Try it:
In the records below, count every line where the string "instance" appears, and reply with the count only.

Given information:

++++++

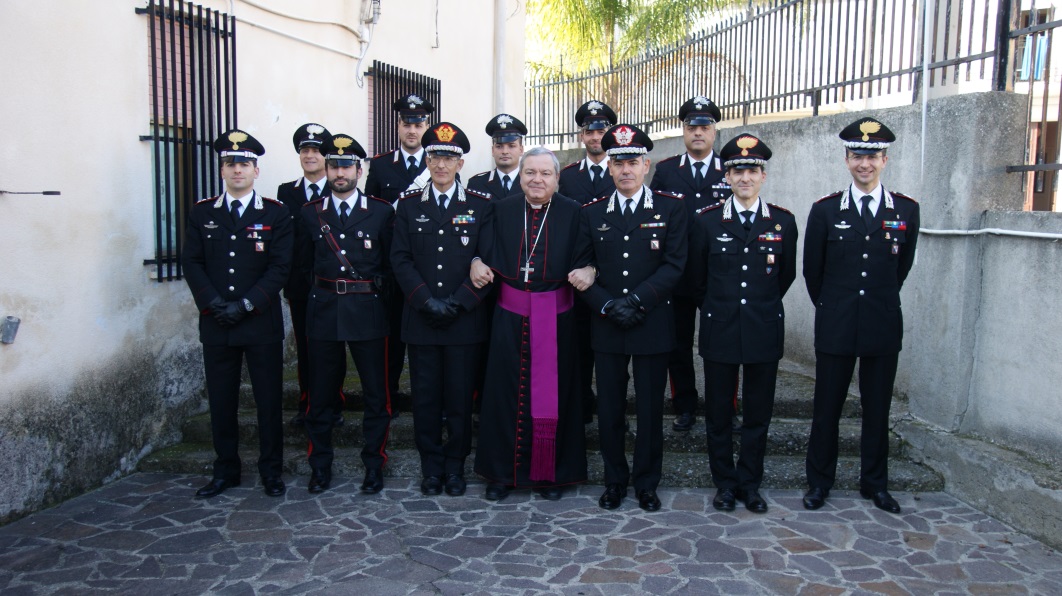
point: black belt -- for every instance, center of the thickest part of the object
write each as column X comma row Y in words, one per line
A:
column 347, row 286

++++++

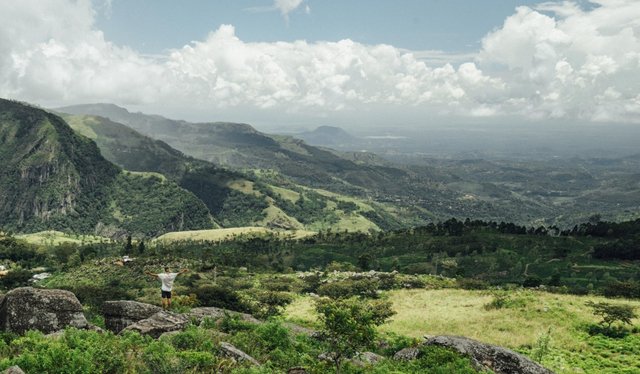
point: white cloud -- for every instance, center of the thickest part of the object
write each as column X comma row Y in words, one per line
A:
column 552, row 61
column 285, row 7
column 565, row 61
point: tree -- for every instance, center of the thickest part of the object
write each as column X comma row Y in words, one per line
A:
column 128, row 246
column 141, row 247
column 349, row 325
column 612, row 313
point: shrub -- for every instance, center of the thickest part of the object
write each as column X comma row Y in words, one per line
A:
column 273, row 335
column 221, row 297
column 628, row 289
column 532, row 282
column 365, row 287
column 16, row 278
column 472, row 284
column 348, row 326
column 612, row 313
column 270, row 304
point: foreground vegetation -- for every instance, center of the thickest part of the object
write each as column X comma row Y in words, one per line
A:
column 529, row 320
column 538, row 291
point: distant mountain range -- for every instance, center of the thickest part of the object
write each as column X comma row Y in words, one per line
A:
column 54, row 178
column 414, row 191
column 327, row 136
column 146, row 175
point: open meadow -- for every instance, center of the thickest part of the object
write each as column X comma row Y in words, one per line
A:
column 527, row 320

++++++

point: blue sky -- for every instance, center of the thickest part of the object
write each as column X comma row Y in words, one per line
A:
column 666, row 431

++++++

Written answer:
8